Antes de analizar el recorrido cronológico y administrativo que condujo a la aprobación de las citadas ordenanzas, creemos interesante hacer algunas consideraciones sobre la respuesta del Ayuntamiento de San Felipe, puesto que esta cuestión se le antojaba a la medida para arremeter contra las pretensiones de los municipios y lugares oficialmente bajo su jurisdicción. Municipios y lugares que no dejaban pasar ocasión para no cumplir con sus obligaciones legales y económicas, o para intentar desmembrarse del Ayuntamiento de San Felipe, como bien vimos en los casos ya expuestos. Así, la orden de la Real Audiencia insistía en la elaboración de dichas ordenanzas, por supuesto con arreglo a las leyes de Castilla, y en que los corregidores cuidarían de que se redactasen en las localidades bajo su jurisdicción. El Ayuntamiento de San Felipe contestó que a pesar de que esas localidades solo tenían la jurisdicción alfonsina,[38] aprovecharían la oportunidad para no presentar al corregidor, en este caso, las ordenanzas solicitadas, como se quejaba este:[39] «recelo que con dicho pretexto [presentar las ordenanzas], y otros, algunas villas, y lugares ya sean de señorío, abadengo, o realengo se escusen a presentarse ante mí, como lo han hecho y hazen corrientemente, y no tenga efecto dicha Real deliberación [...]». Acto seguido solicitaba plenos poderes para obligar a las localidades refractarias a cumplir con lo ordenado por el Consejo. Sin embargo, en un escrito de la Real Audiencia, del 30 de marzo de 1756,[40] se comunicaba al corregidor de San Felipe las aclaraciones del Consejo, en el sentido de que la formación de esas ordenanzas se limitaba a las localidades donde hubiese corregidor, no debiendo exigirse en aquéllas donde hubiese alcaldes ordinarios, por lo que quedaba resuelto este problema, sin que se aclarase al ayuntamiento, sin embargo, como debía hacer frente a las múltiples infracciones que continuamente se le planteaban por los pueblos de su gobierno.
Así pues, el consistorio de San Felipe, visto lo dispuesto por el Consejo, se limitó a remitir la orden al único municipio que cumplía el requisito: Ontinyent. Como ya dijimos, era este un corregimiento, creado en 1752, dotado de corregidor pero sin territorio que administrar. De este modo se iniciaba una procelosa relación con esa localidad, cuyo corregidor no quería reconocer la autoridad del de San Felipe. Una muestra de esa hostilidad la encontraremos unos pocos años después, al solicitar en 1765 su segregación de la misma. Estas cuestiones resultaron colaterales, y tuvieron relación con las Ordenanzas, aunque no interfirieron en la génesis y los procedimientos que llevaron a la constitución de las mismas para la ciudad de San Felipe. La instauración de la Nueva Planta conllevó un proceso de remodelación legislativa no solo de los territorios de la Corona de Aragón. Sabemos que también afectó a la misma Castilla, aunque de modo diferente, pues el monarca, que quería implantar similares reformas, encontró serias resistencias del Consejo de Castilla, por lo que tuvo que desistir momentáneamente.[41] Nos interesa destacar que la monarquía absoluta inició, en los reinos de la antigua Corona de Aragón, un proceso, plagado de dificultades y provisionalidades, de avances y retrocesos que, mutatis mutandi, llegaría a consolidarse y que, dejando de lado los inicios dubitativos, impondría un modelo de administración municipal intervencionista, con una gran intromisión en los asuntos locales que llevaron a una progresiva uniformidad, al ir reglamentando hasta los más nimios detalles de la vida administrativa del municipio.

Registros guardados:
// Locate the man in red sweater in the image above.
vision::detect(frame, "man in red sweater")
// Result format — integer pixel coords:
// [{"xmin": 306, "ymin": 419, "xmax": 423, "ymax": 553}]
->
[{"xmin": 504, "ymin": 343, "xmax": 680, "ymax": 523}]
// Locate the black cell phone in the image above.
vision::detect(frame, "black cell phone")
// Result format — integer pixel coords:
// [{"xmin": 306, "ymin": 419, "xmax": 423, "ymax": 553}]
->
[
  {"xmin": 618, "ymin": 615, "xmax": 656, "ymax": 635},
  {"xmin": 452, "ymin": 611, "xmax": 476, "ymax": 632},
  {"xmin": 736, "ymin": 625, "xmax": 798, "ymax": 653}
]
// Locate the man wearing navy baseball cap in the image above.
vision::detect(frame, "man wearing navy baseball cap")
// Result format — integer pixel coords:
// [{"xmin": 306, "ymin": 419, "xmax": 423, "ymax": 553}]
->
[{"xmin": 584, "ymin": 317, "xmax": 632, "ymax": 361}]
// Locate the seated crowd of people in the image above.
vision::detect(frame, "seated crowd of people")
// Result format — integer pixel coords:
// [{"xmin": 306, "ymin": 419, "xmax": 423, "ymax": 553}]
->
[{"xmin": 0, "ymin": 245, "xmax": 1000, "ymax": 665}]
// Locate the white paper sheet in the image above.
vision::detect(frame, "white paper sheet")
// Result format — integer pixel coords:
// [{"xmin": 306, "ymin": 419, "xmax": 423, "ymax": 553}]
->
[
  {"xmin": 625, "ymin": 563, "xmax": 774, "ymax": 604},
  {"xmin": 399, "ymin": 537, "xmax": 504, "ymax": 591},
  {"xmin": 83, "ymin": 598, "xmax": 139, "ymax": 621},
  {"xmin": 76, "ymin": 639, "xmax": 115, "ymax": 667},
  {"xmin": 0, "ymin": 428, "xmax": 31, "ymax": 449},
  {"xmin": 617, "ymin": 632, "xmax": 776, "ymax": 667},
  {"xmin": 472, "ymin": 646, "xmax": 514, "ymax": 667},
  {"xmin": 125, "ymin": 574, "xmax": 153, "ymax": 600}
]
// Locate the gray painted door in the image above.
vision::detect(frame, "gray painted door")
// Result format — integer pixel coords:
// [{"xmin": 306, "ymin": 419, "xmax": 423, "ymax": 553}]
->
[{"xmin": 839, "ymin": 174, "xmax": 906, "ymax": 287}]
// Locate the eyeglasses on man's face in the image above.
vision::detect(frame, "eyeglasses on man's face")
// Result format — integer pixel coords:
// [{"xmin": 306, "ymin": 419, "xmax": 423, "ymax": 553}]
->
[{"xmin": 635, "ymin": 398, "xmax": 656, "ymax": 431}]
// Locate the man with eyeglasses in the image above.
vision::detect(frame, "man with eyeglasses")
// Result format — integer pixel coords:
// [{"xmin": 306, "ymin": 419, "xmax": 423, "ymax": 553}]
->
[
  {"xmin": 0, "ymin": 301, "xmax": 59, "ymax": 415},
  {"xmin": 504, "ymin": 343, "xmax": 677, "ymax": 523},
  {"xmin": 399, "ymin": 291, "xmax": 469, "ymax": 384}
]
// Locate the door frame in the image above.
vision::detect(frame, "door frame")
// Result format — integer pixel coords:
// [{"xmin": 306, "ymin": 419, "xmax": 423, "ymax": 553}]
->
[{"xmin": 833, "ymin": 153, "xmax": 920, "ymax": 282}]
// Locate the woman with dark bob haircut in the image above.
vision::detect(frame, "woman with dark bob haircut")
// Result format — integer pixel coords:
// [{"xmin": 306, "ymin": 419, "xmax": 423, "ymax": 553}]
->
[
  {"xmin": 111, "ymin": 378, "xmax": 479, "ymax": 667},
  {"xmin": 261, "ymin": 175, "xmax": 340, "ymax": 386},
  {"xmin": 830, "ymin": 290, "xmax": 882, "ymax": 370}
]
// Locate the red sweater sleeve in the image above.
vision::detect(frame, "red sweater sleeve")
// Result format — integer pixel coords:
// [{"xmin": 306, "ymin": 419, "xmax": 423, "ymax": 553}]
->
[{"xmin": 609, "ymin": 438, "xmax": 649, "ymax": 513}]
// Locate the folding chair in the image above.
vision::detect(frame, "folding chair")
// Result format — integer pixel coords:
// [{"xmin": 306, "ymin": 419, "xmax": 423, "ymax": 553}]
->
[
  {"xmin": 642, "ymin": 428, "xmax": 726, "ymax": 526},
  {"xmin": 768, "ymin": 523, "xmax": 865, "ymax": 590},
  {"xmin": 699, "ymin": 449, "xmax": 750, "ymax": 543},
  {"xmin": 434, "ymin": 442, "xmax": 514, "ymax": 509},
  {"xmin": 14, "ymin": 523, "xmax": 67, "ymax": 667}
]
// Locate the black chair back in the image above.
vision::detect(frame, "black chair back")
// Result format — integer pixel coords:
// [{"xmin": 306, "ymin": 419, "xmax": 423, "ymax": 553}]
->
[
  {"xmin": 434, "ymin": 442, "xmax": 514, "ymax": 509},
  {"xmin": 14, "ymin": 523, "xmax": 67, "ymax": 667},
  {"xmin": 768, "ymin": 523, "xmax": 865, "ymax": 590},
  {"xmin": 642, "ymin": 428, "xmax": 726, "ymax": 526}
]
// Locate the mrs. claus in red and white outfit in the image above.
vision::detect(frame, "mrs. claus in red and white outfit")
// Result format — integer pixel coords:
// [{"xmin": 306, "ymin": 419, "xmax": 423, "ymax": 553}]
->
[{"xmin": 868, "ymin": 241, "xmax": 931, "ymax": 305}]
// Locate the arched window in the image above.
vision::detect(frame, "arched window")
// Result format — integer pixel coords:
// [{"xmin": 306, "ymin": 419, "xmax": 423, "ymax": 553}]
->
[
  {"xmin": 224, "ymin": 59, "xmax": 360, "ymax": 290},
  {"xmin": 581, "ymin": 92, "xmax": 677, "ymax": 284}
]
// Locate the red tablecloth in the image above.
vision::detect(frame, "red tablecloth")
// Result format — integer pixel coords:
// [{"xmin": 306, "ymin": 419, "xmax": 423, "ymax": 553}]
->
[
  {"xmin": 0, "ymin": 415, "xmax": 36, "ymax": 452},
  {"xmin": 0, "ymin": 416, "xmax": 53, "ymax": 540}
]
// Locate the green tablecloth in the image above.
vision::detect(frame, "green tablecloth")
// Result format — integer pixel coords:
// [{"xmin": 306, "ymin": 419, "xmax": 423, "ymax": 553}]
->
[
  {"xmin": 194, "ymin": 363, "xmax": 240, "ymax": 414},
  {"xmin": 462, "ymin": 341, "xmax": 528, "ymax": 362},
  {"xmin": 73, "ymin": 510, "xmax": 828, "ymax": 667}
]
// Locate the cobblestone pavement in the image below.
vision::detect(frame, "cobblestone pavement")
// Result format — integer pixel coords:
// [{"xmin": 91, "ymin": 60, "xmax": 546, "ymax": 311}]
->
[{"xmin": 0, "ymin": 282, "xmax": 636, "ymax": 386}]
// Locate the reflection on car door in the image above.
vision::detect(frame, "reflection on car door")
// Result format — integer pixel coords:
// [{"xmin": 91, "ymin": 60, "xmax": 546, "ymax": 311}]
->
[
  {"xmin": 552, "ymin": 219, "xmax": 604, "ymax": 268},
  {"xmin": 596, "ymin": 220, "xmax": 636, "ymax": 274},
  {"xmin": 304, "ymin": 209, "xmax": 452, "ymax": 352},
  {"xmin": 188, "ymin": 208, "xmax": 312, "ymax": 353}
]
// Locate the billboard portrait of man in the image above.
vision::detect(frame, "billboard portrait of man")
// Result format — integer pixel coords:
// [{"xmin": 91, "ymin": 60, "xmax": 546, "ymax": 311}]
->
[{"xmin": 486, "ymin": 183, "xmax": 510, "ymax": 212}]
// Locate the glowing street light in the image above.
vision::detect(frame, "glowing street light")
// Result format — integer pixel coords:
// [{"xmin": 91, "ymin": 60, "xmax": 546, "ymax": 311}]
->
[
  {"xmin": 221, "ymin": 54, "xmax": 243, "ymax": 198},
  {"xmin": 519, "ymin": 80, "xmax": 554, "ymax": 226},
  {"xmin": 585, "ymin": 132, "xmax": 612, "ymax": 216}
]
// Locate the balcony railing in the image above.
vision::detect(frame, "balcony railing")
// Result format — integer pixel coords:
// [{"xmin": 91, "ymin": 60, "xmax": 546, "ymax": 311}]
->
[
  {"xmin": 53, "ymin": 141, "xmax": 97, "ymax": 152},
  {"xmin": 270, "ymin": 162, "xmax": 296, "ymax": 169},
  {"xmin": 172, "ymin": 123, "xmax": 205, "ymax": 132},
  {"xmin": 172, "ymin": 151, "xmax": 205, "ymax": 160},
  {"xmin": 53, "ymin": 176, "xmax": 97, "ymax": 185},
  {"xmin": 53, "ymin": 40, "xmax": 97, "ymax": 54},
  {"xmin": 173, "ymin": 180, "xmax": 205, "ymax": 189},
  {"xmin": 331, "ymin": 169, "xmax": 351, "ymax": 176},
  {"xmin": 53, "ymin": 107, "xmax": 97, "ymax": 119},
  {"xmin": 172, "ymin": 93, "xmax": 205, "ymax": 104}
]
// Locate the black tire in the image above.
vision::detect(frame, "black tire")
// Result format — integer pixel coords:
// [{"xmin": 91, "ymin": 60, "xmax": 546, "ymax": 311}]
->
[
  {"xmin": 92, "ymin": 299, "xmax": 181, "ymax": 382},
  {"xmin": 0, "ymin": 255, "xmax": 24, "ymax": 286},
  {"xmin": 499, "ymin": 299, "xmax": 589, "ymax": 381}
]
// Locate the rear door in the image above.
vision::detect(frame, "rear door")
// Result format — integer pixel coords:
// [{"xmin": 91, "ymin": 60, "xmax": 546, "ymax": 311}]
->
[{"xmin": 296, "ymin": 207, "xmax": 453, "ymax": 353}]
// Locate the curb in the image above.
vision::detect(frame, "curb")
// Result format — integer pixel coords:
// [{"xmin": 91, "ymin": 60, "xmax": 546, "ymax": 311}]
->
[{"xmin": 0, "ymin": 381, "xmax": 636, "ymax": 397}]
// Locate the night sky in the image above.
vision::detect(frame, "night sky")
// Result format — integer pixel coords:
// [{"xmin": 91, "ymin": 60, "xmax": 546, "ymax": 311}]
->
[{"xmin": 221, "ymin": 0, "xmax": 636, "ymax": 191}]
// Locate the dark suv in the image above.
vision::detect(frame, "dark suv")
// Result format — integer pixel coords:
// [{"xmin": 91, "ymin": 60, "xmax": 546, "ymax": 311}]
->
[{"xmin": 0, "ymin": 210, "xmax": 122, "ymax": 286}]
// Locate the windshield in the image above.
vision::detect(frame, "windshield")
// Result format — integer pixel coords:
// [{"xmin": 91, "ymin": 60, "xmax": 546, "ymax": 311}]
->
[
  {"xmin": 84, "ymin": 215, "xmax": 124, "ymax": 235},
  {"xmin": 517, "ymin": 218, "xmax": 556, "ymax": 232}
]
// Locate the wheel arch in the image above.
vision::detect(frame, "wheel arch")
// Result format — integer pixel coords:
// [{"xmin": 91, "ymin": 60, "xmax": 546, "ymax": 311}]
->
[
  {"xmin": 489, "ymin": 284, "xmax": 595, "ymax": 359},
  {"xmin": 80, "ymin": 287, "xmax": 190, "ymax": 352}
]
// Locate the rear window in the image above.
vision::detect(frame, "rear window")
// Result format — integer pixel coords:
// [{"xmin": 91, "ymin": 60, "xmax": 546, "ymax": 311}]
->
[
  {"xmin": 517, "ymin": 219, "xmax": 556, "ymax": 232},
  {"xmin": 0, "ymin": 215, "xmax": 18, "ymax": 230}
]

## TAREAS PENDIENTES
(a) Da formato de tabla Markdown, con las columnas Núm y Contenido, a las líneas de los registros que empiezan en la línea que contiene "arch in the image above." y siguen hasta el final de los registros, ambos extremos incluidos. Omite las líneas en blanco.
(b) Continúa, por favor, el texto sobre las ordenanzas de San Felipe a partir del punto en que se detiene.
Estos registros no guardan ninguna relación con el texto sobre las ordenanzas de San Felipe.

## RESPUESTAS
(a)
| Núm | Contenido |
|---|---|
| 1 | // Locate the wheel arch in the image above. |
| 2 | vision::detect(frame, "wheel arch") |
| 3 | // Result format — integer pixel coords: |
| 4 | // [{"xmin": 91, "ymin": 60, "xmax": 546, "ymax": 311}] |
| 5 | -> |
| 6 | [ |
| 7 |   {"xmin": 489, "ymin": 284, "xmax": 595, "ymax": 359}, |
| 8 |   {"xmin": 80, "ymin": 287, "xmax": 190, "ymax": 352} |
| 9 | ] |
| 10 | // Locate the rear window in the image above. |
| 11 | vision::detect(frame, "rear window") |
| 12 | // Result format — integer pixel coords: |
| 13 | // [{"xmin": 91, "ymin": 60, "xmax": 546, "ymax": 311}] |
| 14 | -> |
| 15 | [ |
| 16 |   {"xmin": 517, "ymin": 219, "xmax": 556, "ymax": 232}, |
| 17 |   {"xmin": 0, "ymin": 215, "xmax": 18, "ymax": 230} |
| 18 | ] |

(b)
Algunos autores,[42] opinan que esta «remodelación» del Estado llevó pareja una «fuerte actitud reglamentista, que acabó en «rigurosa centralización administrativa» [cursivas en el original]. Coincidiendo con esta opinión, habría que añadir que la «rigurosa centralización administrativa» costó de imponer. Otros autores, como Bartolomé Clavero, prefieren hablar de la «tutela administrativa»,[43] conceptos que utiliza en el análisis de los trabajos de los autores italianos Stefano Mannoni,[44] y Luca Mannori,[45] que a su vez beben en las fuentes del autor francés Alexis de Tocqueville, y de su celebérrimo clásico L’Ancien Régime et la Révolution. La categoría clave que se desarrolla a través de estos autores es la de «tutela administrativa», circunscrita a las instituciones políticas del Antiguo Régimen. Esta tutela administrativa, ejercida por el príncipe, por el monarca, existiría de facto, aunque sin que existiera un principio de derecho que le permitiera tal poder. Es decir, existía en la realidad, aunque no hubiese una fórmula jurídica.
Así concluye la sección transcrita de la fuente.